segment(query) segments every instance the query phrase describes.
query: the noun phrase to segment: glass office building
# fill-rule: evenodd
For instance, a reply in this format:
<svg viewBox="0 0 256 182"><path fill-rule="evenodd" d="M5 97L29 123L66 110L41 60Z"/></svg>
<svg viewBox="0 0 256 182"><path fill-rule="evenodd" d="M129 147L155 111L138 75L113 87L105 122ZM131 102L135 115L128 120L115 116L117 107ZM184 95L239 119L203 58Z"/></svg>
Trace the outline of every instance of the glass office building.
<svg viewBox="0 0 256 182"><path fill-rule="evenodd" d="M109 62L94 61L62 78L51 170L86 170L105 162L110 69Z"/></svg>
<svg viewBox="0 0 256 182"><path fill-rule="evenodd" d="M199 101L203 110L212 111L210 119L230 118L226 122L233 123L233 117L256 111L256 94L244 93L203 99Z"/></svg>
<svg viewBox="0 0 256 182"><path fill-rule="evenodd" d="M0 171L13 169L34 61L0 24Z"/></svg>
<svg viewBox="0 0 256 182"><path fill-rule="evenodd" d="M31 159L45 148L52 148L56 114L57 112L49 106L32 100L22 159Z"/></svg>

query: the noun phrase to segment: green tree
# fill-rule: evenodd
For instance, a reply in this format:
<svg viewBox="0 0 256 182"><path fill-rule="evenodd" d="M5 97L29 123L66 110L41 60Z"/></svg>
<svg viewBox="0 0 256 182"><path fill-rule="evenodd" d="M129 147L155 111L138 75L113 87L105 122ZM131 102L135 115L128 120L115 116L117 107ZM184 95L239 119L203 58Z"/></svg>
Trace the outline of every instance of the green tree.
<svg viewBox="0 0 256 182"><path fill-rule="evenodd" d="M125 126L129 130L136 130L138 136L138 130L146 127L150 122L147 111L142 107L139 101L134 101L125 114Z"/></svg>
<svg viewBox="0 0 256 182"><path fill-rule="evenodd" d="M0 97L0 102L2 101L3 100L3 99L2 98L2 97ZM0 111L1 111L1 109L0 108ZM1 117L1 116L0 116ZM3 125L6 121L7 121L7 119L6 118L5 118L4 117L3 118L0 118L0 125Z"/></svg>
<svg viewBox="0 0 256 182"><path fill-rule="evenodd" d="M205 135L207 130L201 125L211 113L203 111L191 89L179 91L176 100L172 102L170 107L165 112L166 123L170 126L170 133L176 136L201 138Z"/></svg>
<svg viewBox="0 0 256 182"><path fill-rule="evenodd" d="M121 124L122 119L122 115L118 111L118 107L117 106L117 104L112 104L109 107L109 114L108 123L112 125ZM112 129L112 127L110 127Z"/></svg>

━━━━

* Brief:
Recast the listing as a numbered list, starting at its first line and ending with the line that contains "159L45 148L52 148L56", both included. Leave out any blank lines.

* Solution for this task:
1. segment(query) segments every instance the query phrase describes.
2. query: the noun phrase to segment: glass office building
3. # fill-rule: evenodd
4. For instance, a reply in this format:
5. <svg viewBox="0 0 256 182"><path fill-rule="evenodd" d="M5 97L29 123L66 110L41 60Z"/></svg>
6. <svg viewBox="0 0 256 182"><path fill-rule="evenodd" d="M129 147L155 111L138 75L113 87L105 122ZM131 102L135 115L128 120L115 116L117 107ZM184 95L239 119L203 58Z"/></svg>
7. Trace the outline of every instance of the glass office building.
8. <svg viewBox="0 0 256 182"><path fill-rule="evenodd" d="M109 62L94 61L62 78L51 170L86 170L105 162L110 69Z"/></svg>
9. <svg viewBox="0 0 256 182"><path fill-rule="evenodd" d="M199 101L203 110L212 111L210 119L230 118L226 122L233 123L233 117L256 111L256 94L244 93L203 99Z"/></svg>
10. <svg viewBox="0 0 256 182"><path fill-rule="evenodd" d="M0 171L13 169L34 61L0 24Z"/></svg>
11. <svg viewBox="0 0 256 182"><path fill-rule="evenodd" d="M31 159L45 148L52 148L56 114L57 112L49 106L32 100L22 159Z"/></svg>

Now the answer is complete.